Page text:
-- BEGIN --
A└┬╴multipart/signed 58292 bytes
B ├┬╴multipart/mixed 56553 bytes
C │├╴text/plain 1278 bytes
D │├╴text/plain attachment [grub-install.out] 54109 bytes
E │└╴text/x-diff attachment [597538.patch] 496 bytes
F └╴application/pgp-signature attachment [signature.asc] 900 bytes


X└┬╴multipart/signed 3863 bytes
Y ├╴text/plain 1857 bytes
Z └╴application/pgp-signature attachment [signature.asc] 900 bytes

(i know, you won't use "A" or "Z" as part IDs once we have hierarchical
part numbers, but consider them placeholders).

if parts F or Z are ever going to be useful (e.g. to some external
process that wants to validate the signature by hand), then the tool
needs to provide some way of producing parts B and Y in a pristine form
(that is, including MIME headers and without interpreting/applying any
transfer encodings).

Perhaps this means there are two flavors of "raw" that we should be
distinguishing, something like:

 0) "source" -- the equivalent to viewing the source of the message,
with headers and without attempting to reverse transfer-encodings, etc.
-- END --
Provided data:
-- BEGIN --
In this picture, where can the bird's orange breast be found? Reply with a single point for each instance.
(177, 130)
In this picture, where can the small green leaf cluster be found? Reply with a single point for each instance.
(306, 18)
-- END --
Stated problem 1:
In the MIME discussion, how large is the attachment named 597538.patch?
Stated problem 2:
Rewrite the paragraph of the MIME discussion that begins "if parts F or Z are ever going to be useful" as a short bulleted list, keeping its main facts.
Stated problem 3:
Resume the MIME discussion after its final sentence, carrying on its list of "raw" flavors.

Exercise result 1:
496 bytes.

Exercise result 2:
- Parts F and Z may be useful, for example to an external process that wants to validate the signature by hand.
- For that, the tool needs a way to produce parts B and Y in a pristine form.
- Pristine means including MIME headers and not interpreting or applying any transfer encodings.

Exercise result 3:
 1) "rare" -- (not entirely raw, but still bloody, ha ha) strip headers,
reverse transfer encodings, etc.

I think our current implementation of --format=raw emits "source" when
applied to the entire message, but "rare" when applied to one of the parts.

I'm suggesting that it might be useful to be able to get "source" of a
part.  (and perhaps it might also be useful to get the whole message
"rare" sometimes?)

My first instinct was: if it's multipart, provide "source", if it's
single-part, provide "rare".  But that fails for the XYZ case above --
we'd need Y (which is single-part) to be provided as "source" if we were
ever to be able to make use of Z on its own, so i don't think it'll be
that simple.

OTOH, i'm not sure that "rare" is particularly meaningful for non-leaf
parts.

> Daniel, is this the problem that you're getting at with "opacity"?

the origin of the term "opaque" used in this context can be found in the
definition of multipart/signed:

 https://tools.ietf.org/html/rfc1847#section-2.1

> That if you ask for a multipart, you should effectively get a slice
> out of the original message bytes (since multipart/* parts can't have
> non-identity transfer encodings).  Are you also saying that should
> extend to transfer encoded leaf parts, too?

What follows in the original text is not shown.